__Supplied records__
──────────────────────────────

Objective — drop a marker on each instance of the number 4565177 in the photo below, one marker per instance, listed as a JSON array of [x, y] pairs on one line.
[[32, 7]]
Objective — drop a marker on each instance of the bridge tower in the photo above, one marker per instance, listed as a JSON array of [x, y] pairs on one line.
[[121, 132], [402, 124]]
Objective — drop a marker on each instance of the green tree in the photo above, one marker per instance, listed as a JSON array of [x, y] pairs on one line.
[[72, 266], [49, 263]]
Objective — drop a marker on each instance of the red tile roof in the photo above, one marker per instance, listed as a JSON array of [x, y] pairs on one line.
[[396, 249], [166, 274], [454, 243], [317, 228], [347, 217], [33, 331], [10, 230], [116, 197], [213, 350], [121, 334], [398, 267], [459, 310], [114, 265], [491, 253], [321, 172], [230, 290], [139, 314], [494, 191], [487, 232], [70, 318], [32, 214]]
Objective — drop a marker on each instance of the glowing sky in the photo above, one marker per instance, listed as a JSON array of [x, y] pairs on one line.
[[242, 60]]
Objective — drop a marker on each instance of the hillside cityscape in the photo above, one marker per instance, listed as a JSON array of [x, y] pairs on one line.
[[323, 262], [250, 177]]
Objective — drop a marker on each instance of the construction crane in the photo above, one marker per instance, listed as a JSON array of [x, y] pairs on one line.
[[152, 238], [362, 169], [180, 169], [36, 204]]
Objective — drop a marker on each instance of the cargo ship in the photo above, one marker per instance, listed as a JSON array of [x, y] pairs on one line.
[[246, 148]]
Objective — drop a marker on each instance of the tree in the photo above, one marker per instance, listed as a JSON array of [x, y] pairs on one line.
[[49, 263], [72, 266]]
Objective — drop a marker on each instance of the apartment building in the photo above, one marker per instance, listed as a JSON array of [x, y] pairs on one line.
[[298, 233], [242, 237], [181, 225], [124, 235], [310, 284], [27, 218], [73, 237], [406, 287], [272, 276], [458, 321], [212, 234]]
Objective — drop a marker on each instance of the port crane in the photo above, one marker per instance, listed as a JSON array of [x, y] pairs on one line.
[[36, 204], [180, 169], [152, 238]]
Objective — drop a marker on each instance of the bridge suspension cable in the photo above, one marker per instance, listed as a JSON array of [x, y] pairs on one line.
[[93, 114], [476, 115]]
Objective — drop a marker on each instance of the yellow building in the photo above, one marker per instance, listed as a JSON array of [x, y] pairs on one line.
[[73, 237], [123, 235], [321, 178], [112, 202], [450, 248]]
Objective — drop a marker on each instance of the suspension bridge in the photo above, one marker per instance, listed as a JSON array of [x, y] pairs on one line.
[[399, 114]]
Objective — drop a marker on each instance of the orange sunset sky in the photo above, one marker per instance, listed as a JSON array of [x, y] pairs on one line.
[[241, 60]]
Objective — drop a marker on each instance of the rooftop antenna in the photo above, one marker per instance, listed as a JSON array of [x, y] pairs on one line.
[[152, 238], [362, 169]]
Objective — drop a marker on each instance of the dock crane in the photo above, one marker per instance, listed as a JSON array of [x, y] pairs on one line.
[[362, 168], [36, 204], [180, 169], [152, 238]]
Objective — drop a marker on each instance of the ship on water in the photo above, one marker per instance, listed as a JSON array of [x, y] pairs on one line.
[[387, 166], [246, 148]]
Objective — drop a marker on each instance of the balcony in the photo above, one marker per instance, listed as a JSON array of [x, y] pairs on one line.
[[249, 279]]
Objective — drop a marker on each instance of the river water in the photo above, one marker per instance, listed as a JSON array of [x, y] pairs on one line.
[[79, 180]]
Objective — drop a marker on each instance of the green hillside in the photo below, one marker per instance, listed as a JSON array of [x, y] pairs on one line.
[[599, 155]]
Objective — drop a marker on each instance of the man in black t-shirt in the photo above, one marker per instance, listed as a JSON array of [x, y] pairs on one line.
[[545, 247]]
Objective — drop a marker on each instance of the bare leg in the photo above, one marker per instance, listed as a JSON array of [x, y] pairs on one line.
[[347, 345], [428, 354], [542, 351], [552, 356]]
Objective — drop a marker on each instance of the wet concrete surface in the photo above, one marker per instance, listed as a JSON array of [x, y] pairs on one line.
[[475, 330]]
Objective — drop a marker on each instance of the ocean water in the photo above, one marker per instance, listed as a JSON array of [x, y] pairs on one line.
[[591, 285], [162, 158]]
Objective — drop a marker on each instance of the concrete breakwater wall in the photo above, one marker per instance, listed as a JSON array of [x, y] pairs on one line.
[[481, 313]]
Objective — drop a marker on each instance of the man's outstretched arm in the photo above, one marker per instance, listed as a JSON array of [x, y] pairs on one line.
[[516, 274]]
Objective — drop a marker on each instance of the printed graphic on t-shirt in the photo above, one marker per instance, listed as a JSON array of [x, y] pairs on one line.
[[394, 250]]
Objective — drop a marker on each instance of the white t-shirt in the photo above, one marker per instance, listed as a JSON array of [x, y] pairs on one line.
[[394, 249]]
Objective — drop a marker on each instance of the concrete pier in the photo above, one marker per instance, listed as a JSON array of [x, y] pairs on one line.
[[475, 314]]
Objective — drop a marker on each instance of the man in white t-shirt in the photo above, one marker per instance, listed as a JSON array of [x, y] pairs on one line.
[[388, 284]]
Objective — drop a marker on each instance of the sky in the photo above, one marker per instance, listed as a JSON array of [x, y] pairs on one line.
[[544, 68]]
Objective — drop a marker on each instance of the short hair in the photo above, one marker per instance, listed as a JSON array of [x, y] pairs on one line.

──────────────────────────────

__Objective__
Can you repeat the records, requests included, starting at the line that contains "Objective — drop a marker on each instance of the port" and ending at the line that contains "[[152, 238], [362, 169]]", and add 126 to every coordinate in the answers? Give only those lines.

__Task output__
Objective — drop a marker on each instance of the port crane in the photo above, one marker per instance, listed as a JSON array of [x, y] pairs on one line.
[[162, 330], [306, 295], [278, 364]]
Objective — drop a marker on each instance of the bridge suspension cable in the photo above, one marker per instance, listed as a JSON array of [x, y] pairs on one line.
[[219, 240], [602, 241]]
Objective — drop a marker on each instance of the yellow building in the photo above, one marker per instance, listed as a JSON array of [x, y] pairs on one line.
[[199, 363], [249, 361], [447, 304], [238, 328], [576, 374]]
Objective — drop a marker on each instance of the suspension bridge in the photo above, one marker per instance, listed as a JSON array of [x, y] pairs on one line.
[[525, 240]]
Objective — drop a marker on each instance of the orange sunset sky in the photo above, one marker per instance, listed as a JSON array of [x, y] pairs on one line.
[[367, 186]]
Objective — drop a marker on each instance of the rooftop antenna in the photo above, one marker per instance, listed as a JSON array of [x, y] pairs on one line.
[[278, 364], [488, 295]]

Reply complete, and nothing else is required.